* [Task directions]
Copy out the listing below without any changes, beginning at the line that contains "road in this photo." and continuing through the last line of the listing.

Stored dataset items

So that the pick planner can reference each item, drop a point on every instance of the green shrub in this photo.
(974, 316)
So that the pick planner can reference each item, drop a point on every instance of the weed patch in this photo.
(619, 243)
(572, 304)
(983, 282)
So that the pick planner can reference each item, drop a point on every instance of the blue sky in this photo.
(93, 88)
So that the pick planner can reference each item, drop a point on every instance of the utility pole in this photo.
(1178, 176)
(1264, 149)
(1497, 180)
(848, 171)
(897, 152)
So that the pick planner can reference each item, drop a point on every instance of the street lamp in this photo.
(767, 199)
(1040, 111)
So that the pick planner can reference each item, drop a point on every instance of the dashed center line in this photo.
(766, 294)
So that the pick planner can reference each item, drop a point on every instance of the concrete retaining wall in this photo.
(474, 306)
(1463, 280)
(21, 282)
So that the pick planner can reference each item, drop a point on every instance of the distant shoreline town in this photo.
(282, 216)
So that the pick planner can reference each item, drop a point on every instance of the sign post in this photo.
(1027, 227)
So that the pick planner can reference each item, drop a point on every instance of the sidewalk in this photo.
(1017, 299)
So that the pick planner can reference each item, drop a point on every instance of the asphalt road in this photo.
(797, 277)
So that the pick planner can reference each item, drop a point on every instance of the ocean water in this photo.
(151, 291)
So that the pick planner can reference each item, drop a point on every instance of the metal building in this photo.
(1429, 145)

* [Full solution]
So that the pick planner can reference each item, drop a point on every instance of the asphalt road in this photo.
(797, 277)
So that the pick planner can reference each item, drop a point on every instance of the ocean water in this photo.
(151, 291)
So that the pick planner can reference each item, drop a point on every instance of the metal building in this photo.
(1429, 145)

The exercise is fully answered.